[Labeled shape records]
***
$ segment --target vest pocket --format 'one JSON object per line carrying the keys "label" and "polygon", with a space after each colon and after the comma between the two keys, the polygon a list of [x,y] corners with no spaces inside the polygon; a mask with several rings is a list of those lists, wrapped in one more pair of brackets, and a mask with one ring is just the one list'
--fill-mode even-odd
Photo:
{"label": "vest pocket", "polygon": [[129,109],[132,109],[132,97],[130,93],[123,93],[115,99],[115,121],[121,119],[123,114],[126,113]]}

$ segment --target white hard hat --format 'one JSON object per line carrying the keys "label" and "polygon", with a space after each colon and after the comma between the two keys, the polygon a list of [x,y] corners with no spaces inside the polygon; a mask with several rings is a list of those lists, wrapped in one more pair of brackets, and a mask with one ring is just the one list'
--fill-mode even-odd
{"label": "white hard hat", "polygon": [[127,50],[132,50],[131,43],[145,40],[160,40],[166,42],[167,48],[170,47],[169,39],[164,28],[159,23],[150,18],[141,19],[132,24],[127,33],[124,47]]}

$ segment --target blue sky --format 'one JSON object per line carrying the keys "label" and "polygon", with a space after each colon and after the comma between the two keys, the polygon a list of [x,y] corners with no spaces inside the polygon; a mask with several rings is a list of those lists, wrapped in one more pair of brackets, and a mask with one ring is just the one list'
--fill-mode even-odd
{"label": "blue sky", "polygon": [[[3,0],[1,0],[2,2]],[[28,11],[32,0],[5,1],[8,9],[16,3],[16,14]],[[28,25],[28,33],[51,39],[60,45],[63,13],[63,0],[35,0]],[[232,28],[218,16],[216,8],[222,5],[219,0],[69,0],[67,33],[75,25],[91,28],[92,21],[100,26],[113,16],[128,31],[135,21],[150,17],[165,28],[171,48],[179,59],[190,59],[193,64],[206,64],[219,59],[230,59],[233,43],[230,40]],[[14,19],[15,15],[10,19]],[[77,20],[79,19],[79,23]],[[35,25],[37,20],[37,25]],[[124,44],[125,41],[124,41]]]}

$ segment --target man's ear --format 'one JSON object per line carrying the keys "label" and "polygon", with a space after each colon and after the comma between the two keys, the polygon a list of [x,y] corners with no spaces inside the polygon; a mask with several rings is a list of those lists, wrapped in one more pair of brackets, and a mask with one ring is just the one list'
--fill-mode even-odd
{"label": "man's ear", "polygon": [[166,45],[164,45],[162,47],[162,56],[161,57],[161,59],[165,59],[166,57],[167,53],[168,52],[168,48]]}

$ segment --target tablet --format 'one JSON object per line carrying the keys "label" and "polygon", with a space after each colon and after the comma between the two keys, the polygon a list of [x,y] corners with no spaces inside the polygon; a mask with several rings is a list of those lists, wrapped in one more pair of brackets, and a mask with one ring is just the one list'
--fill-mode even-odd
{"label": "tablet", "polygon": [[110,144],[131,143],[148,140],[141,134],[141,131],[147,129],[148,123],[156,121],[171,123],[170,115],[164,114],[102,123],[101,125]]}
***
Task to complete — Restate the whole listing exactly.

Expected answer —
$ segment --target vest pocket --format 'one JSON object per line carrying the keys "label" and "polygon", with a space after each colon and after the comma between the two keys, the polygon a list of [x,y] corners with no spaces inside the polygon; a mask with several rings is a list of those lists, wrapped in one more pair of brackets, and a mask with one ring is just the one list'
--fill-mode even-odd
Photo:
{"label": "vest pocket", "polygon": [[129,109],[132,109],[132,97],[130,93],[123,93],[115,99],[115,121],[121,119],[123,114],[126,113]]}

$ segment --target white hard hat --format 'one JSON object per line carrying the keys "label" and "polygon", with a space after each colon and after the comma between the two keys, the polygon a list of [x,y] corners with no spaces inside the polygon; a mask with several rings is a list of those lists, wrapped in one more pair of brackets, and a mask with one ring is just the one list'
--fill-mode even-odd
{"label": "white hard hat", "polygon": [[127,50],[132,50],[131,43],[145,40],[160,40],[166,42],[167,48],[170,47],[169,39],[164,28],[159,23],[150,18],[141,19],[132,24],[127,33],[124,47]]}

$ segment --target blue sky --format 'one JSON object per line carrying the keys "label" and "polygon", with a space after each colon and after the comma between the two keys, the polygon a list of [x,y] corners with no spaces inside the polygon; a mask with several rings is a list of those lists, wrapped in one more pair of brackets, and a mask with one ring is just the one list'
--fill-mode even-odd
{"label": "blue sky", "polygon": [[[3,0],[1,0],[2,2]],[[28,11],[32,0],[5,1],[8,9],[16,3],[16,14]],[[28,25],[28,33],[51,39],[60,45],[63,13],[63,0],[35,0]],[[232,28],[218,16],[216,8],[222,5],[219,0],[69,0],[67,33],[75,25],[91,28],[92,21],[100,26],[113,16],[128,31],[135,21],[150,17],[165,28],[171,48],[179,59],[190,59],[193,64],[206,64],[219,59],[230,59],[233,43],[230,40]],[[14,19],[15,15],[10,19]],[[77,20],[79,19],[79,23]],[[35,25],[37,20],[37,25]],[[124,44],[125,41],[124,41]]]}

$ segment --target man's ear --format 'one JSON object per line carrying the keys "label" and "polygon", with a space after each colon and after the comma between the two keys, the polygon a list of [x,y] corners with no spaces inside the polygon; a mask with several rings is a list of those lists, wrapped in one more pair of brackets, and a mask with one ring is just the one list'
--fill-mode even-odd
{"label": "man's ear", "polygon": [[166,45],[164,45],[162,47],[162,56],[161,57],[161,59],[165,59],[166,57],[167,53],[168,52],[168,48]]}

$ segment --target tablet --format 'one JSON object per line carrying the keys "label" and "polygon", with a space after each colon and after the comma between the two keys, the polygon a list of [x,y] corners with no spaces inside the polygon; a mask with several rings is a list of those lists, wrapped in one more pair of brackets, and a mask with one ring is just the one list'
--fill-mode even-odd
{"label": "tablet", "polygon": [[110,144],[131,143],[148,140],[141,134],[141,131],[147,129],[148,123],[156,121],[171,123],[170,115],[164,114],[102,123],[101,125]]}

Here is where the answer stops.